# Task prompt
Go through the records and restate them word for word, omitting images.

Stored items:
*****
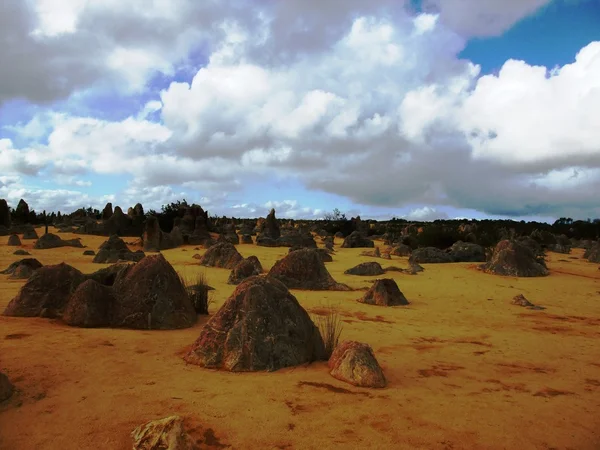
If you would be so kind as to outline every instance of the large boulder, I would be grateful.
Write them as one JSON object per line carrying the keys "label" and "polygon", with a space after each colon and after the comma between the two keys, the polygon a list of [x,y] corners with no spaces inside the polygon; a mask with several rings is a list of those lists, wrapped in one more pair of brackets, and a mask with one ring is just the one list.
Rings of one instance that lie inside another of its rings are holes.
{"label": "large boulder", "polygon": [[115,327],[177,329],[196,323],[185,286],[162,254],[146,256],[120,271],[113,289]]}
{"label": "large boulder", "polygon": [[360,303],[377,306],[408,305],[408,300],[391,278],[375,280],[373,286],[358,300]]}
{"label": "large boulder", "polygon": [[93,262],[99,264],[116,263],[118,261],[140,261],[145,256],[144,252],[132,252],[127,244],[116,234],[113,234],[104,241],[98,253],[94,256]]}
{"label": "large boulder", "polygon": [[243,259],[233,244],[220,242],[206,250],[200,258],[200,265],[233,269]]}
{"label": "large boulder", "polygon": [[0,227],[10,228],[10,208],[3,198],[0,198]]}
{"label": "large boulder", "polygon": [[410,256],[411,253],[412,248],[406,244],[399,244],[392,249],[390,254],[394,256]]}
{"label": "large boulder", "polygon": [[69,298],[62,319],[67,325],[93,328],[110,324],[113,290],[93,279],[81,283]]}
{"label": "large boulder", "polygon": [[2,274],[10,275],[10,278],[27,279],[33,275],[33,272],[42,267],[42,263],[35,258],[24,258],[13,262],[4,269]]}
{"label": "large boulder", "polygon": [[31,228],[27,228],[27,229],[23,230],[23,240],[34,240],[34,239],[39,239],[39,236],[37,234],[37,231],[35,231],[35,228],[31,227]]}
{"label": "large boulder", "polygon": [[112,215],[102,221],[104,234],[108,236],[112,236],[116,234],[117,236],[127,236],[131,234],[131,220],[129,217],[123,212],[120,206],[115,206],[115,209]]}
{"label": "large boulder", "polygon": [[360,231],[353,231],[342,243],[342,248],[373,248],[375,243]]}
{"label": "large boulder", "polygon": [[314,249],[301,249],[288,253],[275,263],[268,276],[281,281],[288,289],[342,291],[350,289],[333,279],[319,252]]}
{"label": "large boulder", "polygon": [[317,248],[317,243],[310,233],[292,231],[280,236],[276,241],[278,247]]}
{"label": "large boulder", "polygon": [[249,234],[242,234],[242,244],[254,244],[252,236]]}
{"label": "large boulder", "polygon": [[373,349],[361,342],[339,344],[329,358],[328,366],[331,376],[354,386],[384,388],[387,385]]}
{"label": "large boulder", "polygon": [[583,253],[583,257],[591,263],[600,263],[600,241],[591,244]]}
{"label": "large boulder", "polygon": [[85,275],[61,263],[37,269],[6,309],[5,316],[58,317]]}
{"label": "large boulder", "polygon": [[47,233],[40,237],[33,246],[33,248],[38,250],[47,250],[50,248],[59,247],[83,248],[83,244],[81,243],[80,239],[62,239],[56,234]]}
{"label": "large boulder", "polygon": [[[128,211],[129,212],[129,211]],[[113,206],[112,203],[108,202],[104,209],[102,210],[102,220],[108,220],[113,215]]]}
{"label": "large boulder", "polygon": [[23,199],[19,200],[15,209],[15,219],[25,224],[29,221],[29,205]]}
{"label": "large boulder", "polygon": [[260,275],[263,272],[263,267],[256,256],[249,256],[248,258],[240,261],[236,266],[231,269],[228,284],[240,284],[246,278]]}
{"label": "large boulder", "polygon": [[543,258],[519,241],[503,240],[496,245],[492,258],[482,266],[487,273],[512,277],[543,277],[548,269]]}
{"label": "large boulder", "polygon": [[130,263],[113,264],[103,269],[96,270],[86,275],[88,280],[94,280],[104,286],[112,286],[121,272],[126,272],[130,268]]}
{"label": "large boulder", "polygon": [[455,242],[447,253],[454,262],[485,262],[486,260],[484,248],[471,242]]}
{"label": "large boulder", "polygon": [[360,263],[357,266],[351,267],[350,269],[344,271],[346,275],[361,275],[361,276],[372,276],[372,275],[381,275],[385,273],[381,264],[378,262],[364,262]]}
{"label": "large boulder", "polygon": [[195,450],[198,447],[185,431],[179,416],[152,420],[131,433],[133,450]]}
{"label": "large boulder", "polygon": [[[452,256],[443,250],[436,247],[423,247],[413,250],[409,262],[415,262],[417,264],[438,264],[438,263],[451,263],[453,261]],[[485,258],[484,258],[485,261]]]}
{"label": "large boulder", "polygon": [[271,209],[266,220],[259,221],[257,227],[259,228],[259,234],[256,237],[256,245],[263,247],[279,246],[277,239],[281,236],[281,231],[279,230],[279,224],[275,218],[274,209]]}
{"label": "large boulder", "polygon": [[8,377],[0,372],[0,403],[11,398],[14,391],[15,388]]}
{"label": "large boulder", "polygon": [[234,372],[278,370],[324,360],[318,328],[285,285],[243,281],[208,321],[185,360]]}
{"label": "large boulder", "polygon": [[19,239],[19,236],[17,236],[16,234],[11,234],[8,237],[8,242],[6,243],[6,245],[8,245],[9,247],[18,247],[19,245],[21,245],[21,239]]}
*****
# Final answer
If you would be so kind as to outline every instance of the large boulder, I would be grateful.
Write them as one JSON object per line carrying the keys "label" and "polygon", with a space after each colon and after the comma between the two keys, the polygon a list of [x,y] corners with no spaces inside the polygon; a mask with several rings is a list of those lists, wrapped in one more pair of brackets, and a mask with one ring is just the one list.
Rings of one instance that lie inside another of its rings are holes.
{"label": "large boulder", "polygon": [[115,327],[177,329],[196,323],[185,286],[162,254],[146,256],[120,271],[113,289]]}
{"label": "large boulder", "polygon": [[360,303],[377,306],[408,305],[408,300],[391,278],[375,280],[373,286],[358,300]]}
{"label": "large boulder", "polygon": [[93,262],[99,264],[116,263],[118,261],[140,261],[145,256],[144,252],[132,252],[127,244],[116,234],[113,234],[104,241],[98,253],[94,256]]}
{"label": "large boulder", "polygon": [[243,259],[233,244],[220,242],[206,250],[200,258],[200,265],[233,269]]}
{"label": "large boulder", "polygon": [[0,227],[10,228],[10,208],[3,198],[0,198]]}
{"label": "large boulder", "polygon": [[410,256],[411,253],[412,248],[406,244],[399,244],[392,249],[390,254],[394,256]]}
{"label": "large boulder", "polygon": [[69,298],[62,319],[67,325],[93,328],[110,324],[113,290],[93,279],[81,283]]}
{"label": "large boulder", "polygon": [[2,274],[10,275],[10,278],[27,279],[33,275],[33,272],[42,267],[42,263],[35,258],[24,258],[13,262],[4,269]]}
{"label": "large boulder", "polygon": [[31,228],[27,228],[27,229],[23,230],[23,240],[34,240],[34,239],[39,239],[39,236],[37,234],[37,231],[35,231],[35,228],[31,227]]}
{"label": "large boulder", "polygon": [[112,215],[102,221],[104,234],[108,236],[112,236],[116,234],[117,236],[127,236],[131,234],[131,220],[129,217],[123,212],[120,206],[115,206],[115,209]]}
{"label": "large boulder", "polygon": [[360,231],[353,231],[342,243],[342,248],[373,248],[375,243]]}
{"label": "large boulder", "polygon": [[314,249],[301,249],[288,253],[275,263],[268,276],[281,281],[288,289],[342,291],[350,289],[333,279],[319,252]]}
{"label": "large boulder", "polygon": [[317,248],[317,243],[310,233],[292,231],[280,236],[276,241],[278,247]]}
{"label": "large boulder", "polygon": [[249,234],[242,234],[242,244],[254,244],[252,236]]}
{"label": "large boulder", "polygon": [[373,349],[361,342],[339,344],[329,358],[328,366],[331,376],[354,386],[384,388],[387,385]]}
{"label": "large boulder", "polygon": [[583,253],[583,257],[591,263],[600,263],[600,241],[591,244]]}
{"label": "large boulder", "polygon": [[85,275],[61,263],[37,269],[6,309],[5,316],[58,317]]}
{"label": "large boulder", "polygon": [[47,233],[40,237],[33,246],[33,248],[38,250],[47,250],[50,248],[59,247],[83,248],[83,244],[81,243],[80,239],[62,239],[56,234]]}
{"label": "large boulder", "polygon": [[[128,211],[129,212],[129,211]],[[113,206],[112,203],[108,202],[104,209],[102,210],[102,220],[108,220],[113,215]]]}
{"label": "large boulder", "polygon": [[23,199],[19,200],[15,209],[15,219],[25,224],[29,221],[29,205]]}
{"label": "large boulder", "polygon": [[260,275],[263,272],[263,267],[256,256],[249,256],[248,258],[240,261],[236,266],[231,269],[228,284],[240,284],[246,278]]}
{"label": "large boulder", "polygon": [[543,258],[519,241],[503,240],[496,245],[492,258],[482,266],[487,273],[512,277],[543,277],[548,269]]}
{"label": "large boulder", "polygon": [[130,263],[113,264],[103,269],[96,270],[86,275],[88,280],[94,280],[104,286],[112,286],[121,272],[126,272],[130,268]]}
{"label": "large boulder", "polygon": [[455,242],[447,253],[454,262],[485,262],[486,260],[484,248],[471,242]]}
{"label": "large boulder", "polygon": [[360,263],[357,266],[351,267],[350,269],[344,271],[346,275],[361,275],[361,276],[372,276],[372,275],[381,275],[385,273],[381,264],[378,262],[364,262]]}
{"label": "large boulder", "polygon": [[195,450],[198,447],[185,431],[179,416],[152,420],[131,433],[133,450]]}
{"label": "large boulder", "polygon": [[[452,256],[443,250],[436,247],[423,247],[413,250],[409,262],[415,262],[417,264],[438,264],[438,263],[451,263],[453,261]],[[485,258],[484,258],[485,261]]]}
{"label": "large boulder", "polygon": [[271,209],[266,220],[259,221],[257,227],[259,228],[259,234],[256,237],[256,245],[263,247],[279,246],[277,239],[281,236],[281,231],[279,230],[279,224],[275,218],[274,209]]}
{"label": "large boulder", "polygon": [[8,377],[0,372],[0,403],[11,398],[14,391],[15,388]]}
{"label": "large boulder", "polygon": [[234,372],[278,370],[324,360],[318,328],[285,285],[243,281],[208,321],[185,360]]}
{"label": "large boulder", "polygon": [[19,239],[19,236],[17,236],[16,234],[11,234],[8,237],[8,242],[6,243],[6,245],[8,245],[9,247],[18,247],[19,245],[21,245],[21,239]]}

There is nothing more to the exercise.